=== Begin Enclosure ===
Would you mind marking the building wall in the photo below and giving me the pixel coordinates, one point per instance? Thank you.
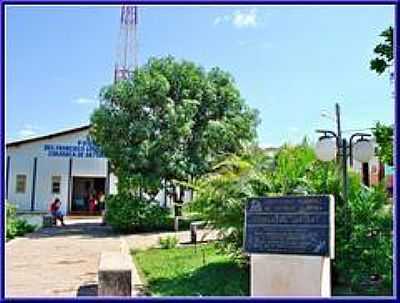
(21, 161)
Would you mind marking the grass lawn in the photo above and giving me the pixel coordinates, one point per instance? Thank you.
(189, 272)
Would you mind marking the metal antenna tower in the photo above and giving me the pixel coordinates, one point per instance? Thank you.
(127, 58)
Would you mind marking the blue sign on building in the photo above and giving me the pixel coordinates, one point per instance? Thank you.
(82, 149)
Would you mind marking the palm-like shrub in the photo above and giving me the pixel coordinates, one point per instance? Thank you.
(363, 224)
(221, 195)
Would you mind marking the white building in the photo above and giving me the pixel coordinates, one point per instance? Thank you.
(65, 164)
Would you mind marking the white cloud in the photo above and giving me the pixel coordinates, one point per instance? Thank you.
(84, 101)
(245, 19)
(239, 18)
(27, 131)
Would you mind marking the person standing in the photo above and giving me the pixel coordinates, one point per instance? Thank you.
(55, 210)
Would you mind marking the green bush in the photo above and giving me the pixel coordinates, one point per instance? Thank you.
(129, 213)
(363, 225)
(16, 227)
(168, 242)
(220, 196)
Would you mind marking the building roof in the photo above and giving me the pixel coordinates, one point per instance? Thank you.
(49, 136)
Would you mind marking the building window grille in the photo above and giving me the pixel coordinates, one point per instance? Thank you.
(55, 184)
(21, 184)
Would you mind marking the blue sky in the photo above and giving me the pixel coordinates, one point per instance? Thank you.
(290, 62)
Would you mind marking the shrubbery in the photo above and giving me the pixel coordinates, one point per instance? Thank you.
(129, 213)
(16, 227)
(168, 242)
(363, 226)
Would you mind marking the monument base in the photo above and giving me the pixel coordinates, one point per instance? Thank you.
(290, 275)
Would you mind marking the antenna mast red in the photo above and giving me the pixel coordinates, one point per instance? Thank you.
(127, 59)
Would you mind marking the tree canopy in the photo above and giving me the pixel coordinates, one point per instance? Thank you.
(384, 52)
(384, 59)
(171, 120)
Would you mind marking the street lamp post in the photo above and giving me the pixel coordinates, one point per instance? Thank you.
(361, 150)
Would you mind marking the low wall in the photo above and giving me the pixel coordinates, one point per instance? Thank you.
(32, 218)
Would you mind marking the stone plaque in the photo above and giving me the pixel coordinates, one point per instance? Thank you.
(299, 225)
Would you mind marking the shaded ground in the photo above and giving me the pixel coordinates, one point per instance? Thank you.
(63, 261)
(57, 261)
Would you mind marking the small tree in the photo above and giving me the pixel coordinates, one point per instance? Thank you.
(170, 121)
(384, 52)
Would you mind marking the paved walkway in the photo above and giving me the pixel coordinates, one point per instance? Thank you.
=== End Enclosure ===
◆ **Exercise requirements**:
Your task is to transcribe the line containing "Would you mind marking the low" and every line after it, through the last line of the data, exactly as written and with nothing more.

◆ **Task response**:
Would you mind marking the low wall in the photo above and giving me the pixel coordinates, one point per instance? Thank you.
(32, 218)
Would you mind marking the stone plaque in the photo above and giving me the pixel coordinates, one point per instance? Thank you.
(299, 225)
Would you mind marking the shaded ground in the photo above and giving me the pixel coordinates, one point per instance? Thank you.
(63, 261)
(57, 261)
Would you mind marking the small tree in the photo above and giving me the pixel coordinates, one point per instance? Thank you.
(170, 121)
(384, 52)
Would you mind marking the paved walkway in the photo above and giving me the pixel coordinates, one point per instance? Thank you.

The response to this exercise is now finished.